Records:

+ + + +

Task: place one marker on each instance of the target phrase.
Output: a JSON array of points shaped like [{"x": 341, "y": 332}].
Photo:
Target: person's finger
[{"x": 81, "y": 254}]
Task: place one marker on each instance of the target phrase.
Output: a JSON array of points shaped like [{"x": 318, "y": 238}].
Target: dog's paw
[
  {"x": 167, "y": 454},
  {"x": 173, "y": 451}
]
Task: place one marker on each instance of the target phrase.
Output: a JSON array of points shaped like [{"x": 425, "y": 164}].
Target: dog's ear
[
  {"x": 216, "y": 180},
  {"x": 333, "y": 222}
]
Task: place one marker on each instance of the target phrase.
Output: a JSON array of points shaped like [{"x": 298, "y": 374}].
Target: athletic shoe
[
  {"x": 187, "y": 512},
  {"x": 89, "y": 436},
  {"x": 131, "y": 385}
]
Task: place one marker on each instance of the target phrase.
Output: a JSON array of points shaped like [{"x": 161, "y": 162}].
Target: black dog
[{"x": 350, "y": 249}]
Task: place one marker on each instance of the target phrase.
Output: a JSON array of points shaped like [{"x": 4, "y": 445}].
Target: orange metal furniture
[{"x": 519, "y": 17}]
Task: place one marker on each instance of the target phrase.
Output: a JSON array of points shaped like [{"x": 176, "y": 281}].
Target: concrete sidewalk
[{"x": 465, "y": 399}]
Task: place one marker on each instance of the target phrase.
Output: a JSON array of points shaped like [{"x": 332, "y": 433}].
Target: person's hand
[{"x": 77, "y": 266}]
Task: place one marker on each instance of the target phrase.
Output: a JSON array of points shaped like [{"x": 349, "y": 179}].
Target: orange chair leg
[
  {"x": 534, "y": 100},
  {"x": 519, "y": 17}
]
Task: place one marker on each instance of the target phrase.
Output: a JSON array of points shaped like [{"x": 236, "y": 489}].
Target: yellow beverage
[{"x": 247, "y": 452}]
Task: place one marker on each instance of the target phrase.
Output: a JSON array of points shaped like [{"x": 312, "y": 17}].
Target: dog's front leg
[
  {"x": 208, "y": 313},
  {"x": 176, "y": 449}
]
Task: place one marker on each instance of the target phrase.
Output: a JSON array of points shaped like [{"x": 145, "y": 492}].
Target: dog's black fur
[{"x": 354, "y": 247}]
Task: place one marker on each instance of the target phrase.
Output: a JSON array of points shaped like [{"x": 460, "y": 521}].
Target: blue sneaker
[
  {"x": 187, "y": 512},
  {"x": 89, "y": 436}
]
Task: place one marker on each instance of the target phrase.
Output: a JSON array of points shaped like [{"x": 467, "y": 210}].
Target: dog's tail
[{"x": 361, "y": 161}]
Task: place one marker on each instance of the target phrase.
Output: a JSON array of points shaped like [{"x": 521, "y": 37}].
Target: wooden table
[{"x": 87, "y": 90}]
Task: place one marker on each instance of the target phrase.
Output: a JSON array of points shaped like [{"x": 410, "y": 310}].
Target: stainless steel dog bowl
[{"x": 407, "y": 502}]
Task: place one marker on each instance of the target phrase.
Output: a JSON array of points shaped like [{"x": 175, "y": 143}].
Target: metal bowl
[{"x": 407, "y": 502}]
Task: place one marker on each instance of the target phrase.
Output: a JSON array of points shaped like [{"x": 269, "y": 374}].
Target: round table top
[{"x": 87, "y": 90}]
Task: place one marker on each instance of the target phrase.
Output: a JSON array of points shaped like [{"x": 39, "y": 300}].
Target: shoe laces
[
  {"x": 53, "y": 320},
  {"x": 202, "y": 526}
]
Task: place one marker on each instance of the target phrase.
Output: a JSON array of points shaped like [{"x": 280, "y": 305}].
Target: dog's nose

+ + + +

Aim:
Give every line of the material again, exactly as it reads.

Full response:
Task: place one marker on each instance of the target phrase.
Output: a JSON array of points shaped like [{"x": 341, "y": 332}].
Photo:
Target: person's finger
[{"x": 81, "y": 254}]
Task: place one marker on each instance of the target phrase.
Output: a JSON array of points shaped like [{"x": 318, "y": 238}].
Target: dog's paw
[
  {"x": 167, "y": 454},
  {"x": 173, "y": 451}
]
Task: place one marker on each instance of the target phrase.
Output: a JSON array of points shaped like [{"x": 425, "y": 164}].
Target: dog's ear
[
  {"x": 216, "y": 180},
  {"x": 333, "y": 222}
]
Task: place one marker on each instance of the target phrase.
Output: a JSON array of points shaped like [{"x": 298, "y": 374}].
Target: athletic shoe
[
  {"x": 187, "y": 512},
  {"x": 89, "y": 436},
  {"x": 131, "y": 385}
]
Task: place one marker on each instance of the target phrase.
Output: a JSON array of points shaped like [{"x": 161, "y": 162}].
Target: black dog
[{"x": 350, "y": 249}]
Task: place one marker on each instance of the target phrase.
Output: a JSON array of points shaped like [{"x": 4, "y": 445}].
Target: orange metal furniture
[{"x": 519, "y": 17}]
Task: place one marker on each instance of the target phrase.
Output: a JSON array of points shaped like [{"x": 176, "y": 281}].
Target: concrete sidewalk
[{"x": 465, "y": 399}]
Task: place one marker on each instance of the target phrase.
Output: a JSON array of points shaped like [{"x": 332, "y": 433}].
Target: person's hand
[{"x": 77, "y": 266}]
Task: place one marker on each instance of the target phrase.
Output: a JSON array of points shaped like [{"x": 349, "y": 179}].
Target: orange chair leg
[
  {"x": 534, "y": 100},
  {"x": 519, "y": 17}
]
Task: place one marker on each instance of the target phrase.
Output: a JSON array of points shaped like [{"x": 236, "y": 489}].
Target: yellow beverage
[{"x": 247, "y": 452}]
Task: place one marker on each instance of the target phrase.
Output: a JSON array of points shaped like [{"x": 312, "y": 17}].
Target: dog's front leg
[
  {"x": 208, "y": 313},
  {"x": 176, "y": 449}
]
Task: place one marker on each instance of the target phrase.
Output: a JSON array of points shaped like [{"x": 145, "y": 492}].
Target: dog's black fur
[{"x": 354, "y": 247}]
Task: place one marker on each instance of the target phrase.
Output: a JSON array of points shaped like [{"x": 460, "y": 521}].
Target: blue sneaker
[
  {"x": 187, "y": 512},
  {"x": 89, "y": 436}
]
Task: place one marker on each instance of the target phrase.
Output: a JSON array of points shaped like [{"x": 467, "y": 210}].
Target: dog's tail
[{"x": 361, "y": 161}]
Task: place one marker on each instance of the target phrase.
Output: a JSON array of points shaped like [{"x": 521, "y": 37}].
Target: wooden table
[{"x": 87, "y": 90}]
Task: place one marker on each instance of the target phrase.
Output: a JSON array of points shaped like [{"x": 410, "y": 310}].
Target: stainless steel dog bowl
[{"x": 407, "y": 502}]
Task: place one marker on each instance of the target phrase.
Output: a JSON array of points shaped like [{"x": 175, "y": 143}].
Target: metal bowl
[{"x": 407, "y": 502}]
Task: place one marker on each instance of the target phrase.
Output: a JSON array of points shaped like [{"x": 269, "y": 374}].
Target: round table top
[{"x": 87, "y": 90}]
Task: place one marker on each instance of the target phrase.
Output: a JSON array of points shaped like [{"x": 39, "y": 300}].
Target: shoe laces
[
  {"x": 53, "y": 320},
  {"x": 202, "y": 526}
]
Task: place one marker on each instance of the target phrase.
Output: a JSON array of points shaped like [{"x": 280, "y": 305}].
Target: dog's nose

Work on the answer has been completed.